Work request: Transcribe every entry that follows, word for word, and omit the images.

Dataset entries:

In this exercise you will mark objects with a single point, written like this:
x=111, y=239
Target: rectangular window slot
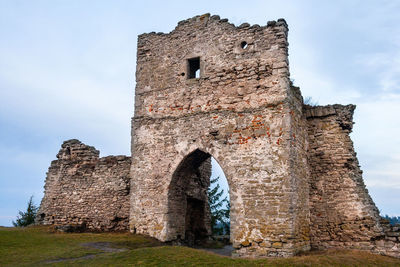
x=194, y=68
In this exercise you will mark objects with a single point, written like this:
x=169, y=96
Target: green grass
x=33, y=246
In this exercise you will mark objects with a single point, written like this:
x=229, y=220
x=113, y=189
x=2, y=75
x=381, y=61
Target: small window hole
x=194, y=68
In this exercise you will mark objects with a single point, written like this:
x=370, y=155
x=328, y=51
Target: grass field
x=41, y=246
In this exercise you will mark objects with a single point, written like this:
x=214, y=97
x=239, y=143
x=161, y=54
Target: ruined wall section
x=343, y=214
x=86, y=192
x=239, y=112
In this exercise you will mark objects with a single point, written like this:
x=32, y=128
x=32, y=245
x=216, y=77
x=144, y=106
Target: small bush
x=28, y=217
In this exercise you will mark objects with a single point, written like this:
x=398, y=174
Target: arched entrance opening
x=189, y=214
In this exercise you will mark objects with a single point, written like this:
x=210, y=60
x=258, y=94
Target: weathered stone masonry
x=85, y=191
x=293, y=175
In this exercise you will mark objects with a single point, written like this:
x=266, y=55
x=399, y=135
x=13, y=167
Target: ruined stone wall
x=85, y=191
x=343, y=214
x=240, y=110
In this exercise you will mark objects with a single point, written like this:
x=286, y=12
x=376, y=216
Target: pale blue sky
x=67, y=71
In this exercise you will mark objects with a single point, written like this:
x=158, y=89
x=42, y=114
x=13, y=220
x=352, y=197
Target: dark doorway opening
x=195, y=229
x=194, y=68
x=191, y=214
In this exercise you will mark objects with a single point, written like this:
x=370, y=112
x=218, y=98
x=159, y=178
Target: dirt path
x=105, y=247
x=225, y=251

Solution below:
In this exercise you will mark objects with a single point, written like this:
x=111, y=239
Target: rectangular window slot
x=194, y=68
In this exercise you will mark objects with a single point, written like this:
x=169, y=96
Target: green grass
x=33, y=246
In this exercise you will mark objects with a single point, written like this:
x=229, y=220
x=113, y=189
x=2, y=75
x=381, y=61
Target: small window hole
x=194, y=68
In this exercise you will mark objects with a single point, written like this:
x=370, y=155
x=328, y=51
Target: grass field
x=41, y=246
In this exercise you will mark objects with a single point, written like this:
x=214, y=97
x=239, y=143
x=161, y=54
Target: ruined wall section
x=343, y=214
x=86, y=192
x=239, y=112
In this exercise you will mark objects with a single point, written like this:
x=32, y=128
x=32, y=245
x=216, y=77
x=144, y=106
Target: small bush
x=28, y=217
In this exercise you will mark objects with a single point, written like this:
x=398, y=174
Target: arched entrance opening
x=189, y=214
In this exercise you will mark objects with a single point, written like this:
x=210, y=60
x=258, y=94
Target: weathered stone masonry
x=85, y=191
x=293, y=175
In this exercise you will mark objects with a single point, written like this:
x=266, y=55
x=399, y=135
x=13, y=167
Target: ruined stone wall
x=85, y=191
x=343, y=214
x=240, y=110
In this exercise you will mark objects with a single point, written like this:
x=286, y=12
x=376, y=216
Target: pale blue sky
x=67, y=71
In this exercise you will mark objects with a single point, written like this:
x=158, y=89
x=42, y=114
x=13, y=220
x=352, y=197
Target: dark doorway opening
x=195, y=229
x=194, y=68
x=191, y=214
In this exercise you will mark objects with a single point, written like this:
x=370, y=112
x=218, y=98
x=159, y=178
Target: dirt path
x=105, y=247
x=225, y=251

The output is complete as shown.